To do -
a: Reproduce the stretch of the Braille House anniversary speech from "In addition to" through "at the hospital.", swapping "cookery school" for "cooking school".
b: Carry the Braille House anniversary speech forward from the point where it stops, writing the passage that comes next.

Text under study -
*** Begin section ***
Afternoon Tea for 125th anniversary of Braille House
Civic Cabinet Chair for Community, Arts and Nighttime Economy, Councillor Vicki Howard; Councillor for Tennyson Nicole Johnston; Braille House Management Committee Chair, Ms Jacqueline Parker and Committee Members; Braille House General Manager, Mr Richard Barker and Executives; Distinguished Guests; Ladies and Gentlemen.
I begin by acknowledging the original custodians of the lands on which we gather, the Turrbal and Jagera people, and pay my respects to Elders, past, present and emerging. I extend my respects to any First Nations people here today.
Graeme and I are delighted that you are able to be here at Government House today to mark the 125th anniversary of the Queensland Braille Writing Association – which we’ve come to know as Braille House – and to celebrate the organisation’s long connection with Government House.
I have been particularly pleased to discover that one of the organisation’s co-founders and its very first patron was the marvellous Lady Lamington.
The Lamingtons oversaw Queensland’s transition from colony to State from their base in Old Government House, and while, today, they are most remembered for giving their name to an iconic Australian cake – the lamington – they left their mark on the young colony in many other ways.
It’s worth remembering that the Lamingtons were only in their mid-twenties when Lord Charles Wallace Lamington was appointed as Governor in 1896. But both he and Lady May – as she was affectionately called – took on the patronage role with great enthusiasm. This was no “fine lady’s craze or fashionable hobby”; this remarkable mother of two young children quickly established a reputation as a hard-working patron.
In addition to accepting the position of patron of the Braille Writing Association, she was very active in other charitable organisations. Along with opening a new cookery school in the Brisbane Technical College, she was also instrumental in establishing the Lady Lamington Hospital for the Diseases of Women, and the Lady Lamington Nurses Home. She even trained as a nurse so she could take her turn on volunteer rosters at the hospital.
*** End section ***
Data shown -
*** Begin section ***
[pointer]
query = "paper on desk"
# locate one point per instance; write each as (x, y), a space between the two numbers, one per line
*** End section ***
Answers by task -
a:
In addition to accepting the position of patron of the Braille Writing Association, she was very active in other charitable organisations. Along with opening a new cooking school in the Brisbane Technical College, she was also instrumental in establishing the Lady Lamington Hospital for the Diseases of Women, and the Lady Lamington Nurses Home. She even trained as a nurse so she could take her turn on volunteer rosters at the hospital.

b:
Described as “a most loveable women”, Lady May was the ideal patron for Braille House and today, 125 years later, Braille remains as important as ever.
I am delighted today to be able to follow the example of my predecessor as Governor, His Excellency the Honourable Paul de Jersey AC, by presenting both a certificate of patronage and the latest in a series of children's picture books produced by Government House in Braille for the Braille House library.
‘A Place for All Queenslanders’ follows a day-in-the-life of Mac and Mary, two squirrel gliders who live on the Government House estate. With their kookaburra friend, Goodwin, Mac and Mary learn all about the Governor’s constitutional, ceremonial and civic duties, before being invited by the Governor inside Government House – ‘a place for everyone’.
Since the book was launched last year, Graeme and I have read it at schools all around the State, because we want to ensure that as many Queenslanders as possible feel welcome here.
I thank you again for joining us this afternoon and do hope your youngest readers find this an enjoyable addition to the Braille House library.